The problem — The answer must consist of every line in the records that contains the word "Query".

....

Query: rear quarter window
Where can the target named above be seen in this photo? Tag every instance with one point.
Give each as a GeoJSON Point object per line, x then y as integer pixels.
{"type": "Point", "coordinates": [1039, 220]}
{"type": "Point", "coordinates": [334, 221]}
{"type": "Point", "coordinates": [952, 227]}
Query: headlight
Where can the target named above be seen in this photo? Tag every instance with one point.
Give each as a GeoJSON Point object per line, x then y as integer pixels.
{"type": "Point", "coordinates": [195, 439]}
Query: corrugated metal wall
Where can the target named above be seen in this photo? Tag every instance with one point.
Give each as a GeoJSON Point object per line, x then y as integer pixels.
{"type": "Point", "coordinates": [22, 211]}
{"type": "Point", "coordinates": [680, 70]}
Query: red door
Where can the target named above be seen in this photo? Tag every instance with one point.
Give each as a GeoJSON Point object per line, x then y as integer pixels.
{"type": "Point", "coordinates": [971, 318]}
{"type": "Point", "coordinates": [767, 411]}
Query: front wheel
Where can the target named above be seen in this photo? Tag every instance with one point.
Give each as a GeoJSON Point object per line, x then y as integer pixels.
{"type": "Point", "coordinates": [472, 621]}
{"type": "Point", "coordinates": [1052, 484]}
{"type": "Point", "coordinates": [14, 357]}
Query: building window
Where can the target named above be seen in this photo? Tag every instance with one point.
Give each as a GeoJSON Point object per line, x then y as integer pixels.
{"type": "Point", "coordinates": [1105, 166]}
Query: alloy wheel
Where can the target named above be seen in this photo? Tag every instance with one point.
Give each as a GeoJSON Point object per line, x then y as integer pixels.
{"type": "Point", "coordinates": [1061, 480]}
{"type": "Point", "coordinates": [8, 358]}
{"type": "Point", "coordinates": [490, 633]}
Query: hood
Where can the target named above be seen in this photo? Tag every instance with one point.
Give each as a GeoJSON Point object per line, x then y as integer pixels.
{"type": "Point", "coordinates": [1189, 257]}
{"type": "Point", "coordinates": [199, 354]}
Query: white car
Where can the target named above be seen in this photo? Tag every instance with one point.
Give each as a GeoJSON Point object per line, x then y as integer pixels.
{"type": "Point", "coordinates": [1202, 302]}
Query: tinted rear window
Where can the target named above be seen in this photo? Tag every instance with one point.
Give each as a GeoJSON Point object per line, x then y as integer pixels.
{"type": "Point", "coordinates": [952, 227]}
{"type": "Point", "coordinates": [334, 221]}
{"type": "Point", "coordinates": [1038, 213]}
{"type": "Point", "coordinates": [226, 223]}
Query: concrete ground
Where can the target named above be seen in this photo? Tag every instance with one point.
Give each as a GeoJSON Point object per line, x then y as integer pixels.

....

Output for this exercise —
Query: rear quarter window
Query: headlight
Query: corrugated metal wall
Query: red door
Query: front wheel
Query: building window
Query: alloy wheel
Query: hood
Query: white car
Query: tinted rear window
Query: concrete ground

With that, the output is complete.